• Written exercise 1:
List every section heading in the text on media and evangelism below.

• Text section:
────────

There’s a great deal of confusion about media-intensive strategies for “evangelism.”  This situation has frequently created ineffective approaches, waste and duplication of effort, lowered the credibility of the Gospel, and eventually slowed or diminished the final, on-the-ground expression of the Christ, namely, the health and effectiveness of local fellowships of believers.

Despite apparently favorable electronic/digital metrics, reporting primarily on the ‘front end’ of the sowing, watering, reaping, discipleship process (see Matthew 13, John, 4:35-38, etc.) the reality is that with one or two exceptions, one is hard pressed to find countries in the greater Middle East where the church is significantly larger, stronger, and having a more significant impact on society today than ten years ago.1  This despite millions of dollars spent in electronic and digital media alone.  Not to mention the hundreds of lives invested. 

The “Temple” on earth made possible by Christ’s life, sacrifice, and resurrection is the visible, tangible, accessible Body of believers in the world (Ephesians 2:11-22). 

There can be and often are many steps on the journey to that state of corporate witness.  However, ultimately unless there is a visible, tangible, accessible expression of Christ – those who will weep with you and rejoice with you – our “evangelism” efforts have failed.  All ultimate assessment of media-related “evangelism” initiatives must be judged by this outcome.  Again, many steps (metrics) can be evaluated along the way but they are just that – steps on a journey.  This paper seeks to suggest a few of the central related issues.  It then suggests that time be taken for a ‘big picture’ look by leaders with proven experience: first at what the real challenge(s) are.  

What are the key components of this big picture?  How do they link together?  Which are the highest priorities to address?  And, in due course, getting to the matter of software.  Finally, it suggests that in the spirit of the desperately-needed witness of functional unity, these steps need to be taken on a collaborative basis.


The Evangelism/Media Questions

For Christian ministries engaged in evangelism, effective thinking and its resulting effective media strategies should always have at least five key components:

  • A clear, well-reasoned Biblical basis for strategic and tactical decisions. In short, a sound theology of evangelism/discipleship – in the context of electronic/digital media and their relationship to the human, on-the-ground realities.
  • A sound understanding of media theory and practice; their strengths, weakness, and most appropriate uses – particularly the “new media” theory and practice. And the specialized personnel needed for these unique media roles.
  • A clear understanding of their ministry call – their perceived role in the evangelism/ discipleship/ local fellowship-building process. Where does each ministry ‘fit in?’
  • A clear understanding of who else is doing what in the media sector or geographic area in which they are working. Then, what their particular ministry’s strengths allow them to contribute to the overall challenge of seeing God’s “Kingdom come” in that sector (media, social, and/or geographic).
  • A clear understanding of the nature of their ‘audience’ (demographics, spiritual orientation, perceived need(s); media use patterns, nature of ‘the Church’ in their area of focus, etc., etc.) and what action they’re asking the audience members to take


The Challenge is Global

These issues are global but particularly acute in areas where the social/personal implications of the Gospel are high (e.g. militant Hindu, Buddhist, Islamic areas).  Which, of course, brings us to the Middle East.  However, as we consider effective media-based ministries and Kingdom stewardship, will greatly benefit from our understanding that this is a global problem not solely a regional one

As the details are constantly changing, rather than including any reference documents or charts, let me refer you to the definitive website that provides a current, in-depth look at the state of global communications:    https://datareportal.com/


Where Media & Evangelism/Church Development Intersect

Evangelism is commonly characterized as urging individuals to be aware of their separation from God, the eternal implications of that separation, the role of Jesus Christ in ‘bridging the gap’ with God – dealing with their sin and alienation, and their need to make an intentional, personal commitment to acceptance of Christ into their lives both as ‘savior’ as well as life transformer.

────────

• Written exercise 2:
How many lines in the records below contain the word "bare"? Give only the number.

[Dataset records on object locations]
────────

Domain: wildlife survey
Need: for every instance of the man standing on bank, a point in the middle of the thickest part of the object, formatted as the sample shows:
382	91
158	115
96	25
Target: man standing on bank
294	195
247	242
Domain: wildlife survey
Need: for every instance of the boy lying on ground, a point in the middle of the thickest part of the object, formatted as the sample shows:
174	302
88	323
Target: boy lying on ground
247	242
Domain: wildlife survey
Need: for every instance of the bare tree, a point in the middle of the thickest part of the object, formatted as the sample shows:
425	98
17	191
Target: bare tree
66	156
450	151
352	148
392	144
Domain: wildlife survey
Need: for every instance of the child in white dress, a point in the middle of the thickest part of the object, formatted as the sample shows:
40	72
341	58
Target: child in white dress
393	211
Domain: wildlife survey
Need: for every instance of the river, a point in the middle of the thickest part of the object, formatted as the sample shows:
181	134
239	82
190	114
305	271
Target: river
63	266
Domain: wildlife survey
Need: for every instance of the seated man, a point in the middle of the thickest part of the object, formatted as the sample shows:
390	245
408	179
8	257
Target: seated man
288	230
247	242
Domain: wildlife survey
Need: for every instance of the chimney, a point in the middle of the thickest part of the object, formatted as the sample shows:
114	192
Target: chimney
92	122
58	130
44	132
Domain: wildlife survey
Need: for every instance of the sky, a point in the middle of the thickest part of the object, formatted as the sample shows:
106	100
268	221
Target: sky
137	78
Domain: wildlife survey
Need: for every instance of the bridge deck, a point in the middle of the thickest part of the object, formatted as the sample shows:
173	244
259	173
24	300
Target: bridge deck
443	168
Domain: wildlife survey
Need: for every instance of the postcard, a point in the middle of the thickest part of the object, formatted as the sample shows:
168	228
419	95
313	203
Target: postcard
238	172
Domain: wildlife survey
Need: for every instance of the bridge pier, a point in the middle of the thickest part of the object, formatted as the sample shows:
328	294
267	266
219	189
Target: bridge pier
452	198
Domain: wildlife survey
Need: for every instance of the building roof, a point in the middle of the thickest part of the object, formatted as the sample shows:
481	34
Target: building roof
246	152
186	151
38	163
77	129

────────

• Response 1:
The Evangelism/Media Questions
The Challenge is Global
Where Media & Evangelism/Church Development Intersect

• Response 2:
2